(Given passage):

Here’s my theory. This is a big new field in statistics and data science, and this is just the tip of the iceberg. We will be seeing a large amount of work being done and tools being made which aim to measure and audit processes and algorithms, whether they are auto loans that discriminate against minority borrowers or car computers that bypass emissions tests. And we will have to develop standards by which we measure a company’s work. The standards won’t be perfect, mind you, and people will end up getting away with certain things, but at leas we won’t have the gaming that’s obviously going on now, because there will be a set way, hopefully reasonably thought out, to measure discrimination, or lying, or cheating, or what have you.

That’s the field I want to go into. Building models that call bullshit on other models.

Categories: Uncategorized

Strata and swag

Yesterday I gave a 5-minute lightning talk at a corporate big data conference here in New York called Strata+Hadoop World, put on by O’Reilly and Cloudera.

My talk was part of a session run by DataKind, aimed at talking about the ethics of algorithms. My 5 minutes were taken up discussing 5 ideas:

  • In order to do good with data, first you have to not do bad. Data scientists aren’t trained to think through the ethics and social impact of their work, so this is non-trivial.
  • We haven’t actually figured out the difference between correlation and causation. That means, in the context of social algorithms, that we blame the victim constantly. Think about the HR algorithm that decides never to hire another woman engineer because it notices how badly women engineers fare in the workplace.
  • Or, we could take the example of the justice system, where we use recidivism algorithms to figure out that poor black people are more likely to be arrested, and we decide to punish them even more as a result, instead of asking why the justice system isn’t serving to help them as much as it helps white or rich people.
  • Or, we could take the example of teacher assessment, where we blame teachers on student test scores, even though they have little power over them.
  • Conclusion: data scientists are de facto policy makers. We shouldn’t be.

So, the talk I gave was sparsely attended, with maybe 40 people in the room (which is actually more than we expected). I was happy to see those people, and many of them were earnest and thoughtful, to be sure. Danah Boyd spoke in the second session, as usual very eloquently, and I felt like there were far too few people in the room compared to who might benefit from hearing her.

But let’s face it, Strata is a celebration of big data in the corporate setting, and few people there were spending too much time fretting about ethics. It was dominated by its expo room, where dozens of data science platforms extending the hype of the power of big data were set to sell you magical thinking. There were also a few groups doing good stuff, to be sure, but the overall feel was similar to how it felt back in 2011, except bigger.

Not to be cynical! There’s plenty of other stuff going on that wasn’t in 2011, so really it’s fine. And plus, I did manage to meet up with some colorful ladies:

Picture taken by my buddy Debbie Berebichez

Picture taken by my buddy Debbie Berebichez

and I picked up an enormous amount of Strata swag (more here) because teenage sons:

This one is the cutest. Most of the other t-shirts I got had silly puns.

This one is the cutest. Most of the other t-shirts I got had silly puns.

If I had stayed longer I could have gotten plenty of free beer and food, not to mention more pens than I could ever use. There were even lego data science characters, but to get those I had to stay to listen to the pitch, which was a dealbreaker for me.

Conclusion: Strata fills a niche not unlike the New York Coffee Festival. Almost completely frivolous but fun for the participants, as long as you don’t get caffeine poisoning.

(Task brief): Copy part of the blog excerpt word for word, starting with "Yesterday I gave" and going on through "O’Reilly and Cloudera.". The listing after this isn't needed for anything.

(Provided records):
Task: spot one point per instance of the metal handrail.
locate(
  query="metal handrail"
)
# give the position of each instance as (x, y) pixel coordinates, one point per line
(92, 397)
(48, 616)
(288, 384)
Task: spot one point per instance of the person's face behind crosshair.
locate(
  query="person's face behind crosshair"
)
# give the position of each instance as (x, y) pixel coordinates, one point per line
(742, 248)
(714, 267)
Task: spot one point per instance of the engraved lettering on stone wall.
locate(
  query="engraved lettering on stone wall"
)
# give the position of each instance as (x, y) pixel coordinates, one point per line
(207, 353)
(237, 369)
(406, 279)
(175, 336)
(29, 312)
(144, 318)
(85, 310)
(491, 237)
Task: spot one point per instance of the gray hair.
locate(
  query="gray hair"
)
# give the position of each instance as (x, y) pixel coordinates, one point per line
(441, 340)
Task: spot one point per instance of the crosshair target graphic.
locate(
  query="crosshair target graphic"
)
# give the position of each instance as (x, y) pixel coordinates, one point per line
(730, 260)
--
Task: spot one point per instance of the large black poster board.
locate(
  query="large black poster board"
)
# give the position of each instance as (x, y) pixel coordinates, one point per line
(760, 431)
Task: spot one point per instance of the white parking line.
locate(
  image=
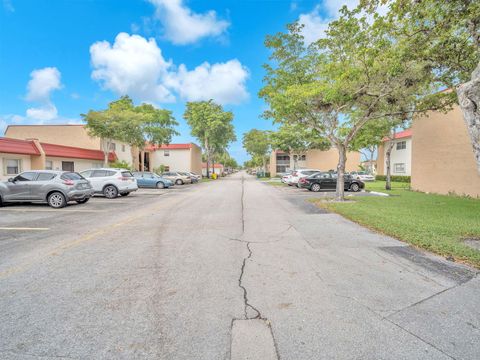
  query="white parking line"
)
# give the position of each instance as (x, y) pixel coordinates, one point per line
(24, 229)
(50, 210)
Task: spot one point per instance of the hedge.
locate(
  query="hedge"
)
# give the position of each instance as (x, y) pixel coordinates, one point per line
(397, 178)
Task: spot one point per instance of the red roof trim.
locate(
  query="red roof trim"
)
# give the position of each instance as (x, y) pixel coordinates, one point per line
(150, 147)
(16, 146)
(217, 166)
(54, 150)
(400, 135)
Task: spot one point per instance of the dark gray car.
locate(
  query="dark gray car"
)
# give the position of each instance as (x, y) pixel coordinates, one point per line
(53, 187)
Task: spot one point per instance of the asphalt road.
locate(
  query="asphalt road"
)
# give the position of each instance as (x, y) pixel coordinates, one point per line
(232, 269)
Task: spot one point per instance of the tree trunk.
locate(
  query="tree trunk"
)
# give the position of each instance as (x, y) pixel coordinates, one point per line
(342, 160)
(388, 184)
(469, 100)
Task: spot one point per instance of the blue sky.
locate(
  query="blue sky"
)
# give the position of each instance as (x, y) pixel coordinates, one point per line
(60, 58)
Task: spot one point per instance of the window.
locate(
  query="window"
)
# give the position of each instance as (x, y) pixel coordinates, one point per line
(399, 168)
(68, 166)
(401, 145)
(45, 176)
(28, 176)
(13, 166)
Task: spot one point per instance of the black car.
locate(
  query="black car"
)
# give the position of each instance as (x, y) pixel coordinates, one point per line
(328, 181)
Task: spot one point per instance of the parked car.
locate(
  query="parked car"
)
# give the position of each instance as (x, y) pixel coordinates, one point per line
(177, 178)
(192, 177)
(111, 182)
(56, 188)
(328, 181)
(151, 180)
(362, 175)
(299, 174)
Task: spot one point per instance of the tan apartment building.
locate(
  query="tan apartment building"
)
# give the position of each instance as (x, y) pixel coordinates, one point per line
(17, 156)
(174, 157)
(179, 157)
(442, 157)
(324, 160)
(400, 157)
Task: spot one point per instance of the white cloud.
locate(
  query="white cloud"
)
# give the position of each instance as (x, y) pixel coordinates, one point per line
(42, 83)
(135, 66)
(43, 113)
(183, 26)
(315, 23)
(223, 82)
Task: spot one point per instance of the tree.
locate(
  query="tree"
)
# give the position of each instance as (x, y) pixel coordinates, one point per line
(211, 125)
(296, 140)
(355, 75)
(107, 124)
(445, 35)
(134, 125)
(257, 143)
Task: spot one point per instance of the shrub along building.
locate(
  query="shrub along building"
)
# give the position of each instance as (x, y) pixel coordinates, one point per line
* * *
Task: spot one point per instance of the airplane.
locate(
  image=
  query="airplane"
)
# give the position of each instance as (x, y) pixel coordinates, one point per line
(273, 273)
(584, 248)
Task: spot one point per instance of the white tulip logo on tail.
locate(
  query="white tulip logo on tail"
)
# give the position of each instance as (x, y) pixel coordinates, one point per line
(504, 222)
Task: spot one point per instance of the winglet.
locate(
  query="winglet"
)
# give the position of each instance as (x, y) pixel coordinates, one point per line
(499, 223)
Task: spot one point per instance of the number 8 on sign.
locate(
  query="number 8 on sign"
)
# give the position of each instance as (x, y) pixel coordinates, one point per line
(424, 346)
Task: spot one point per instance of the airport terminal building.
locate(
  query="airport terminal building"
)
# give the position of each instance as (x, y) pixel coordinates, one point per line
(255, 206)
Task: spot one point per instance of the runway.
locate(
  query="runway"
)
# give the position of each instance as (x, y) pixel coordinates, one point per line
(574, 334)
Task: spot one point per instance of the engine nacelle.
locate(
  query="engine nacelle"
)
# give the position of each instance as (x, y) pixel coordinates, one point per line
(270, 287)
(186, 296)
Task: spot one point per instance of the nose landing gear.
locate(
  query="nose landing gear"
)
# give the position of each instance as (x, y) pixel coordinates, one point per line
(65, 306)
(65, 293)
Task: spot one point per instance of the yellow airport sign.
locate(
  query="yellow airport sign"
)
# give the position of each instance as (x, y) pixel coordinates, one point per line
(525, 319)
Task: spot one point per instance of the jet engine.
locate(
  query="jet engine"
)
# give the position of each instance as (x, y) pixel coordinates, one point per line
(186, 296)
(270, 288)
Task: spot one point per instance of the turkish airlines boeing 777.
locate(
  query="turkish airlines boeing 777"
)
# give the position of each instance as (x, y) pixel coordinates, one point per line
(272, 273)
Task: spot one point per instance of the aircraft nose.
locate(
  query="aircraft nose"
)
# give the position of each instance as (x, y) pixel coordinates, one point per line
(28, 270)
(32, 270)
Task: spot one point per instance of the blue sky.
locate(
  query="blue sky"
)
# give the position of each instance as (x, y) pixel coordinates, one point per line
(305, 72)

(Response to this task):
Yesterday I gave a 5-minute lightning talk at a corporate big data conference here in New York called Strata+Hadoop World, put on by O’Reilly and Cloudera.